RECORDS FOR THE TASK.
"""
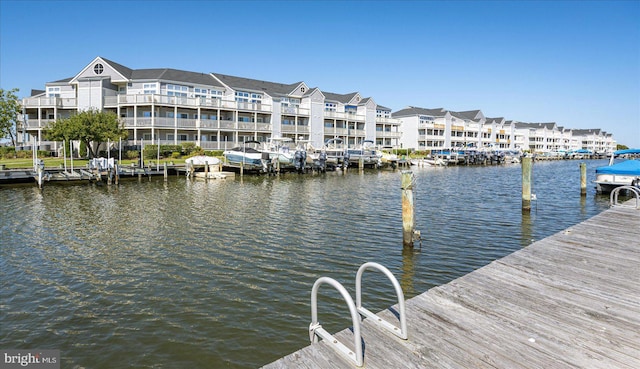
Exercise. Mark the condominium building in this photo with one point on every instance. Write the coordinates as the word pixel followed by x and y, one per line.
pixel 437 129
pixel 212 110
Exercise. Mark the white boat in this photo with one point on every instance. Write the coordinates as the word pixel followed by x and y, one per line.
pixel 624 173
pixel 246 156
pixel 202 160
pixel 365 152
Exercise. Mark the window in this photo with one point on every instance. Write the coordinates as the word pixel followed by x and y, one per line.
pixel 149 88
pixel 242 96
pixel 177 90
pixel 53 91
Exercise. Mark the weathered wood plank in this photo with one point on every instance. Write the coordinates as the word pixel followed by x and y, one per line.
pixel 571 300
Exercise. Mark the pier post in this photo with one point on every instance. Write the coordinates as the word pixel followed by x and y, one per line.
pixel 166 172
pixel 407 209
pixel 583 179
pixel 526 184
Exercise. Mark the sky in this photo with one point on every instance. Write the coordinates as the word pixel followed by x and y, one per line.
pixel 575 63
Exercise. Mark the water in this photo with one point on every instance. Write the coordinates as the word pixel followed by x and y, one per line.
pixel 218 274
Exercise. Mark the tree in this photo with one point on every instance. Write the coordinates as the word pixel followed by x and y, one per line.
pixel 10 108
pixel 91 127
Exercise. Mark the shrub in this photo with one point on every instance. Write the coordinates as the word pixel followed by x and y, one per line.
pixel 131 154
pixel 7 152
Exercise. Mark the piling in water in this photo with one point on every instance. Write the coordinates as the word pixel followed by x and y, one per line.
pixel 526 184
pixel 583 179
pixel 408 222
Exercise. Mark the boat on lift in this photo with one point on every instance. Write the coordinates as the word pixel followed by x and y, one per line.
pixel 623 173
pixel 247 156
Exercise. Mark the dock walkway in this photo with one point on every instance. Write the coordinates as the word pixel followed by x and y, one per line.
pixel 571 300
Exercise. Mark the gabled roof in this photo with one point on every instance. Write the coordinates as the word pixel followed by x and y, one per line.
pixel 270 88
pixel 126 72
pixel 412 111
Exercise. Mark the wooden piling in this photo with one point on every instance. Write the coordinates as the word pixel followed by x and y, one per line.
pixel 408 222
pixel 166 172
pixel 583 179
pixel 526 183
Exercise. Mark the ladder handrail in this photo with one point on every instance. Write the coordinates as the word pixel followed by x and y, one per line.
pixel 613 197
pixel 374 318
pixel 316 330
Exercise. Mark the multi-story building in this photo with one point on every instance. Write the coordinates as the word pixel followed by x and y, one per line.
pixel 215 111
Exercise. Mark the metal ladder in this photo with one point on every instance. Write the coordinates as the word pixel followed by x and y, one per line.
pixel 613 197
pixel 358 312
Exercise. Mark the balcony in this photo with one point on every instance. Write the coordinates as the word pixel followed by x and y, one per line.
pixel 50 102
pixel 190 102
pixel 344 116
pixel 294 110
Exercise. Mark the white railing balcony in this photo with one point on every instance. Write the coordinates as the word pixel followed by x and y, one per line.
pixel 263 127
pixel 187 123
pixel 227 124
pixel 164 122
pixel 50 102
pixel 245 126
pixel 208 123
pixel 295 110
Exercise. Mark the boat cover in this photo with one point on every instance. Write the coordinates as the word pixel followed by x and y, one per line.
pixel 627 167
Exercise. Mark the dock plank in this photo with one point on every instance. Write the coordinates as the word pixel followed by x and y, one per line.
pixel 571 300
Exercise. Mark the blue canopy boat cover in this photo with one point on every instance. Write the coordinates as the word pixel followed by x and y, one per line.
pixel 627 167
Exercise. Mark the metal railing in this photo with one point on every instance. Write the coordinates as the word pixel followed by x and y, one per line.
pixel 357 311
pixel 316 330
pixel 400 332
pixel 615 193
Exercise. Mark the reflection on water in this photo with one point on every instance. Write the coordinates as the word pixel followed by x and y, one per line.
pixel 219 274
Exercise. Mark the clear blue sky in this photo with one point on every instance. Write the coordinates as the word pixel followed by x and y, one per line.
pixel 576 63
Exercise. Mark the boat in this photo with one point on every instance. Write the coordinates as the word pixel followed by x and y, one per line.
pixel 624 173
pixel 282 157
pixel 202 160
pixel 366 152
pixel 334 150
pixel 246 156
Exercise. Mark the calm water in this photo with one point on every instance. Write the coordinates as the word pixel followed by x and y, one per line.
pixel 218 274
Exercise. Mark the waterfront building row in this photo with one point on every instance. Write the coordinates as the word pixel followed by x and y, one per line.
pixel 437 129
pixel 217 111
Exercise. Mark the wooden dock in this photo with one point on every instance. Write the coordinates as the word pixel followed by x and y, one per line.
pixel 571 300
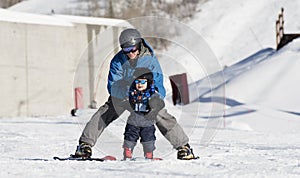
"""
EXERCISE.
The job here is to write out the records exactly, pictures excluded.

EXERCISE SOLUTION.
Exercise. Mark the condominium building in this photo with one point on every instance. Write the coordinates as the word pixel followed by x and y, one per line.
pixel 437 129
pixel 212 110
Exercise. Mark the white boat in this photo with one point on every instance. Write the coordinates as the word pixel followed by x and y, one per line.
pixel 624 173
pixel 246 156
pixel 202 160
pixel 365 152
Exercise. Mark the window in this photo with one point on every instance. Write the coordinates as the word pixel followed by x and y, one per line.
pixel 149 88
pixel 242 96
pixel 177 90
pixel 53 91
Exercise. Mark the weathered wood plank in this photo with one point on every instance. Write the coordinates as the word pixel followed by x and y, one per line.
pixel 571 300
Exercise. Mark the pier post in this photo with one point on every instance. Write the coordinates as the word pixel followed by x and y, one per line.
pixel 166 172
pixel 407 209
pixel 583 179
pixel 526 184
Exercise. Mark the sky in this photo with one point on every instance. Write the coordinates as the word pixel followed by x and y, one per line.
pixel 575 63
Exercise. Mark the water in this photo with one point on every instance. Write the coordinates as the word pixel followed by x and y, one per line.
pixel 218 274
Exercise. Mark the tree in this photo with one point on every instance. Write the coordinates as the word pixel followed by x and y, one per line.
pixel 10 108
pixel 91 127
Exercise. Mark the shrub in this photo with one point on every instance. Write the coordinates as the word pixel followed by x and y, one per line.
pixel 131 154
pixel 7 152
Exercise. Mark the piling in water in this photo with one point on every instance. Write the coordinates as the word pixel followed by x and y, one per line.
pixel 526 184
pixel 583 179
pixel 408 222
Exercise. Mark the boat on lift in this photo with one point on every instance. Write the coordinates as the word pixel followed by x and y, one per line.
pixel 623 173
pixel 247 156
Exercise. Mark the dock walkway in this photo with one point on every instance. Write the coordinates as the word pixel followed by x and y, one per line.
pixel 571 300
Exercise. Mark the gabled roof in this photo with one point on every instance. Write the coordinates as the word pixel followed by x and y, one per line.
pixel 270 88
pixel 126 72
pixel 412 111
Exercise. Mark the wooden piling in this photo with one point on every instance. Write the coordinates as the word pixel followed by x and y, one per line.
pixel 408 222
pixel 166 172
pixel 583 179
pixel 526 183
Exercise. Mark the ladder handrail in this photo with one point on every instance. Write the coordinates as the word pixel followed by x and y, one per line.
pixel 613 197
pixel 374 318
pixel 316 330
Exercise. Mark the multi-story building in this photo with one point on every instance. Write the coordinates as the word pixel followed by x and y, one per line.
pixel 215 111
Exercise. Mark the metal ladder in this photo with one point on every instance. Write the coordinates as the word pixel followed by x and y, one per line.
pixel 613 197
pixel 358 312
Exercise. Mark the balcony in this photo with one point on every instance. Write the coordinates as the word pixel followed by x and y, one per line.
pixel 50 102
pixel 190 102
pixel 344 116
pixel 294 110
Exercise. Mark the white railing balcony in this photo with one point on every instance. Write the coordinates as the word pixel followed by x and y, one per line.
pixel 263 127
pixel 187 123
pixel 227 124
pixel 164 122
pixel 50 102
pixel 245 126
pixel 208 123
pixel 295 110
Exercise. Mark the boat cover in this photo with one point on every instance. Write the coordinates as the word pixel followed by x and y, one per line.
pixel 627 167
Exercise. Mark the dock plank in this photo with one point on every instance. Write the coordinates as the word pixel followed by x and y, one per line.
pixel 571 300
Exercise. Mark the blue canopy boat cover in this photo with one point on every instance. Write the coordinates as the word pixel followed by x and y, one per line.
pixel 627 167
Exercise. Mark the metal railing in this photo with one point on every instance. Write the coordinates as the word pixel followed by x and y, one per line.
pixel 357 311
pixel 316 330
pixel 400 332
pixel 615 193
Exercise. Mark the reflection on water in this photo with one point on every instance. Write the coordinates as the word pixel followed by x and y, one per line.
pixel 219 274
Exercise. Mark the clear blue sky in this photo with one point on every instance. Write the coordinates as the word pixel followed by x and y, one per line.
pixel 576 63
Exercise. Mark the boat in this photo with one point on every instance. Write the coordinates as the word pixel followed by x and y, one per line.
pixel 624 173
pixel 282 157
pixel 202 160
pixel 366 152
pixel 334 150
pixel 246 156
Exercise. Mark the calm water in this photo with one point on every instance. Write the coordinates as the word pixel followed by x and y, one per line.
pixel 218 274
Exercise. Mark the waterfront building row in this photo with one point on every instance. Write the coordinates as the word pixel followed by x and y, one per line.
pixel 437 129
pixel 217 111
Exercise. Mark the wooden dock in this photo with one point on every instance. Write the coordinates as the word pixel followed by x and y, one per line.
pixel 571 300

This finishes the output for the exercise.